▶ _Complete the following_
[1] Retype the passage of the Wetton/Downes album text from "Wetton/Downes (sometimes stylised" up to and including "on Epicon Records.".
[2] Answer these from the Wetton/Downes album text:
(a) Which label released the album?
(b) In what month and year did Downes announce its re-release?
(c) Under what title was it to be re-released?
Start of Text provided
Studio album by Wetton/Downes
- Released: 2002
- Genre: Progressive rock
- Length: 61:12
- Language: English
- Label: Stallion Records
- Producer: Wetton/Downes

Wetton/Downes chronology
|  | Wetton/Downes (2002) | Icon (2005) |

= Wetton Downes =

Wetton/Downes (sometimes stylised as Wetton-Downes or Wetton & Downes, though the album is given no official title) is the first album released by Asia member Geoff Downes and former Asia member John Wetton, and is a precursor to their Icon series. It is essentially a collection of (previously unreleased) demo tracks, mostly recorded during Asia's hiatus in the late 1980s through the time of their brief reformation in 1990. In September 2017, Downes announced (via his Twitter account) the re-release of this title, with remastered sound and additional tracks, as Icon Zero on Epicon Records.
End of Text provided
Start of Extracted material
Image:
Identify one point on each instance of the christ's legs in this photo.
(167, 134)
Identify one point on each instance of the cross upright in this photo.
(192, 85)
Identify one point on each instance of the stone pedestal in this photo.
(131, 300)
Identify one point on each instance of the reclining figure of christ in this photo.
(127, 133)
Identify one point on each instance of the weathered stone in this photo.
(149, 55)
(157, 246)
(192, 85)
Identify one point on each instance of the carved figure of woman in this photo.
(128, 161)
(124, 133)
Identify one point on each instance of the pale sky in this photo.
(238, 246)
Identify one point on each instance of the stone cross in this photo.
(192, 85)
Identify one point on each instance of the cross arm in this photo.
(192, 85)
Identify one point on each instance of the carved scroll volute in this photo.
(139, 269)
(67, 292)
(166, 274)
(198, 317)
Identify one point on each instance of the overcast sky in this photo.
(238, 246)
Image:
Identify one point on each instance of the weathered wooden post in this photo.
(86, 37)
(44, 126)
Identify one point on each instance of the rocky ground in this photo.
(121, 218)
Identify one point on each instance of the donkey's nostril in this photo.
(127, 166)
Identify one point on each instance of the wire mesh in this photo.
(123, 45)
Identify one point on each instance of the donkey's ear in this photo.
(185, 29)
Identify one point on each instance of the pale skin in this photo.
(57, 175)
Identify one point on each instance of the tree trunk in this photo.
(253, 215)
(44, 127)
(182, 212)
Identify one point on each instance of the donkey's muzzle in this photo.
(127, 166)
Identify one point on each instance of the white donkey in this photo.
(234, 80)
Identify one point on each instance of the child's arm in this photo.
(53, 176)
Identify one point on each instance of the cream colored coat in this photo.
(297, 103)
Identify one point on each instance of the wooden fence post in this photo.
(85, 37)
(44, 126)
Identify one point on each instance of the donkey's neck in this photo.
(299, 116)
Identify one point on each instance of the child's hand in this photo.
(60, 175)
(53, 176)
End of Extracted material
▶ _Expected answers_
[1]
Wetton/Downes (sometimes stylised as Wetton-Downes or Wetton & Downes, though the album is given no official title) is the first album released by Asia member Geoff Downes and former Asia member John Wetton, and is a precursor to their Icon series. It is essentially a collection of (previously unreleased) demo tracks, mostly recorded during Asia's hiatus in the late 1980s through the time of their brief reformation in 1990. In September 2017, Downes announced (via his Twitter account) the re-release of this title, with remastered sound and additional tracks, as Icon Zero on Epicon Records.

[2]
(a) Stallion Records
(b) September 2017
(c) Icon Zero